WORUM ES GEHT - Extrahieren Sie die Zeilen der Auflistung vom Anfang bis einschließlich der Zeile, die „pixel 401 220“ enthält. Geben Sie diese Zeilen zeichengetreu wieder.

Datensätze:
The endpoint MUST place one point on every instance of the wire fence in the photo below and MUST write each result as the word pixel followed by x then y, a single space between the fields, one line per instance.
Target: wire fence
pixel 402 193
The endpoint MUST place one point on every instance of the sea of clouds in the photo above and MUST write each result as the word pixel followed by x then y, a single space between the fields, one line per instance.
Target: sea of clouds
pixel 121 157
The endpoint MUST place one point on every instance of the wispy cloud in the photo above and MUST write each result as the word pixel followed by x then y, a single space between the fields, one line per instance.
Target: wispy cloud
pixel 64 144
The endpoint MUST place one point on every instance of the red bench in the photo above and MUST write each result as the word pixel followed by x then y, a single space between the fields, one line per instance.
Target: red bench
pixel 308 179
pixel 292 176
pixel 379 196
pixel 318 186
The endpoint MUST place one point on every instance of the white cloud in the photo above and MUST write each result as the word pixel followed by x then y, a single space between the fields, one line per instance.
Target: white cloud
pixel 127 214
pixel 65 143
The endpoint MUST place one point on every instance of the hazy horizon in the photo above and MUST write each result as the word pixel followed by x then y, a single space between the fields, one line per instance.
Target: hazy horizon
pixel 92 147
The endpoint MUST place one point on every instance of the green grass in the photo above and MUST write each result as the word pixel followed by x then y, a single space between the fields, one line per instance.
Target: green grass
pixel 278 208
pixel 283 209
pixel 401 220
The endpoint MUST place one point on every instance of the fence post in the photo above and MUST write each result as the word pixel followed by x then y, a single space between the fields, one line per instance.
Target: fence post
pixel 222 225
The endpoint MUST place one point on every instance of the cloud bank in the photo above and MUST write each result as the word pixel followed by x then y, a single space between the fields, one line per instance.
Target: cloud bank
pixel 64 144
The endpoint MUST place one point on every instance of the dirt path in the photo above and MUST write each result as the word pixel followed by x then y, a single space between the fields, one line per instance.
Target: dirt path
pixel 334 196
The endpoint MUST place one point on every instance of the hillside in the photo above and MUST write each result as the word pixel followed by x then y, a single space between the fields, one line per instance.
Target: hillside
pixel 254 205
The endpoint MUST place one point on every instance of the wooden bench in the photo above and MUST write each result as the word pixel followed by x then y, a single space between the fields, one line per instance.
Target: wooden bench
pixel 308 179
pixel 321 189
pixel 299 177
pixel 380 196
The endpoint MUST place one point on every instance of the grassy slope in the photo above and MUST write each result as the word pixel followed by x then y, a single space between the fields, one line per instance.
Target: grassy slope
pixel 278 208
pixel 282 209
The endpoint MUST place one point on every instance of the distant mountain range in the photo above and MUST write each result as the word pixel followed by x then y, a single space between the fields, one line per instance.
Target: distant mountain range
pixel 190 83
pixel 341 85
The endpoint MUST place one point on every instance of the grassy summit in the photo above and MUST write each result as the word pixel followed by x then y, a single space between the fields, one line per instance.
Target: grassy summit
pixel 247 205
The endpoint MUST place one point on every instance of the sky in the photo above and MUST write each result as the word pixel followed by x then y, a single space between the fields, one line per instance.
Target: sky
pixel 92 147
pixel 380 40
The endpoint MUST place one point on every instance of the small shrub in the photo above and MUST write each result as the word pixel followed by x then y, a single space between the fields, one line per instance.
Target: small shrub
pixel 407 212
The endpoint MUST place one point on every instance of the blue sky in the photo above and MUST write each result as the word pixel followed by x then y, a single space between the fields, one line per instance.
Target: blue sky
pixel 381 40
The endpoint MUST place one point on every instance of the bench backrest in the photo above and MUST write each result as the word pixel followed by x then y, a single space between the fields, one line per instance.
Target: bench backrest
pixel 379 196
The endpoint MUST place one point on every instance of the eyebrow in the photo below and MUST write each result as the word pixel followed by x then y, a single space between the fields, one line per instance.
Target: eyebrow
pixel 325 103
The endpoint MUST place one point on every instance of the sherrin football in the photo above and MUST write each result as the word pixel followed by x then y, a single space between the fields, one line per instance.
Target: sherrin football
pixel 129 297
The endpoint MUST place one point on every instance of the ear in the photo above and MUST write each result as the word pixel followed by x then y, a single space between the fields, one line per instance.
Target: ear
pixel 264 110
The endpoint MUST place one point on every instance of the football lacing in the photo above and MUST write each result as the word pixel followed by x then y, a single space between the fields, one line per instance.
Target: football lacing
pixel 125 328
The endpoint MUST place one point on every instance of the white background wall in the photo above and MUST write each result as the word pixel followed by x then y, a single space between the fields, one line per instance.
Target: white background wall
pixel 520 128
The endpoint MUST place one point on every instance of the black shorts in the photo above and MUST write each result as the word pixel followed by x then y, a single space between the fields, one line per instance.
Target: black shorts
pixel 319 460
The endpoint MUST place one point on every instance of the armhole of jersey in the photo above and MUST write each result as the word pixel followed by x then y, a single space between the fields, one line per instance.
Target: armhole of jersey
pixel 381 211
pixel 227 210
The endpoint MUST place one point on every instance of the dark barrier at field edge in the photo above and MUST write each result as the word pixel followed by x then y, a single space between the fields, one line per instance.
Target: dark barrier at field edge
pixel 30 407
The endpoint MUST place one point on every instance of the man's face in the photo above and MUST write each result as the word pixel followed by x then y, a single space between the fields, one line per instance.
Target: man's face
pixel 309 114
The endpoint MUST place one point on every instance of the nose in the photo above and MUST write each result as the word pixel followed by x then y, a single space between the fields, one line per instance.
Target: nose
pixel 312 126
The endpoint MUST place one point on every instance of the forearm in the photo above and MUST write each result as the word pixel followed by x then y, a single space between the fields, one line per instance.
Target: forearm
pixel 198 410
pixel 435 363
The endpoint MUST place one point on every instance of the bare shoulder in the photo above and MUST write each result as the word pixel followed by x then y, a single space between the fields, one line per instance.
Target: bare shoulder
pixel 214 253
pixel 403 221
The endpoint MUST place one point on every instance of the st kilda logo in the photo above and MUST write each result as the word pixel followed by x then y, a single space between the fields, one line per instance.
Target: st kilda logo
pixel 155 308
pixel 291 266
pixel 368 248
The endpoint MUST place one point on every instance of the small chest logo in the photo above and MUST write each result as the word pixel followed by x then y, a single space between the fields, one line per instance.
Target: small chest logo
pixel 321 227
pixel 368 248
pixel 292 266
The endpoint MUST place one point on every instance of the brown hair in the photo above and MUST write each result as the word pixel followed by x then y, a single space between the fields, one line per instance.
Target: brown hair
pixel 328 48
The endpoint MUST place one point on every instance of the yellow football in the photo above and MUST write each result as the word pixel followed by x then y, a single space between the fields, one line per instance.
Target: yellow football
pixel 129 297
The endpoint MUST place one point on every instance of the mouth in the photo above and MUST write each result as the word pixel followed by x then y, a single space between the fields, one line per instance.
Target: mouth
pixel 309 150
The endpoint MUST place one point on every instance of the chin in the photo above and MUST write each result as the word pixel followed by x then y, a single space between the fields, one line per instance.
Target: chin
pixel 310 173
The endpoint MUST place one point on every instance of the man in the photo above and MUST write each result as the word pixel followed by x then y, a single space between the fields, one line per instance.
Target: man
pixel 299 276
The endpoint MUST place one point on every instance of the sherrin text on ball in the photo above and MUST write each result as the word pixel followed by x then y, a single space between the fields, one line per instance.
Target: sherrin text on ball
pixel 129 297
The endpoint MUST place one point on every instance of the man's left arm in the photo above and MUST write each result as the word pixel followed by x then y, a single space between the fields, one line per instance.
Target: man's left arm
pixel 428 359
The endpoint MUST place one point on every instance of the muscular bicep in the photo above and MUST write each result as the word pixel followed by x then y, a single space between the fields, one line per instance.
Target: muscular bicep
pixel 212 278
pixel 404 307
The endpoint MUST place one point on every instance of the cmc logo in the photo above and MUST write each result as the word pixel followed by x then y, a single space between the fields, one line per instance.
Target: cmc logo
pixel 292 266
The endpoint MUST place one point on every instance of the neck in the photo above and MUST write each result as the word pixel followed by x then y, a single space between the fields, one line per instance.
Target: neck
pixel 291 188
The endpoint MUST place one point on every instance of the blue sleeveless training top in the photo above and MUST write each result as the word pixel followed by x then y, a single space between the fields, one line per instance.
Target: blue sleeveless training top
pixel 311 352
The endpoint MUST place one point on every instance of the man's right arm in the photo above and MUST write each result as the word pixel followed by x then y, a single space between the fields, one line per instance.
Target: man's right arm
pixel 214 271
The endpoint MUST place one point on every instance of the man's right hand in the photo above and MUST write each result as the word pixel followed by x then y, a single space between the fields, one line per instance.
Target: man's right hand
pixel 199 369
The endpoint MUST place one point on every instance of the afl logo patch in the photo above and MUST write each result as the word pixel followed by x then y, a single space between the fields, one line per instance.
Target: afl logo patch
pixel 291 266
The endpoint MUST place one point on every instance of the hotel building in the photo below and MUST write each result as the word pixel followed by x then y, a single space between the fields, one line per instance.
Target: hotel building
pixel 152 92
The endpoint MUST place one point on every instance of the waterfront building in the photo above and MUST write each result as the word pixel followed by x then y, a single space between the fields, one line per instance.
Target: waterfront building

LÖSUNG -
The endpoint MUST place one point on every instance of the wire fence in the photo below and MUST write each result as the word pixel followed by x then y, a single space between the fields, one line per instance.
Target: wire fence
pixel 402 193
The endpoint MUST place one point on every instance of the sea of clouds in the photo above and MUST write each result as the word pixel followed by x then y, a single space between the fields, one line per instance.
Target: sea of clouds
pixel 121 157
The endpoint MUST place one point on every instance of the wispy cloud in the photo above and MUST write each result as the word pixel followed by x then y, a single space between the fields, one line per instance.
Target: wispy cloud
pixel 64 144
The endpoint MUST place one point on every instance of the red bench in the photo above and MUST write each result as the word pixel followed by x then y, a single space between the fields, one line per instance.
Target: red bench
pixel 308 179
pixel 292 176
pixel 379 196
pixel 318 186
The endpoint MUST place one point on every instance of the white cloud in the photo above and MUST write each result as the word pixel followed by x then y, a single space between the fields, one line per instance.
Target: white cloud
pixel 127 214
pixel 65 143
The endpoint MUST place one point on every instance of the hazy horizon in the photo above and MUST write each result as the word pixel followed by x then y, a single space between the fields, one line per instance.
Target: hazy horizon
pixel 92 147
The endpoint MUST place one point on every instance of the green grass in the photo above and MUST write each result as the word pixel followed by x then y, a single space between the fields, one line per instance.
Target: green grass
pixel 278 208
pixel 283 209
pixel 401 220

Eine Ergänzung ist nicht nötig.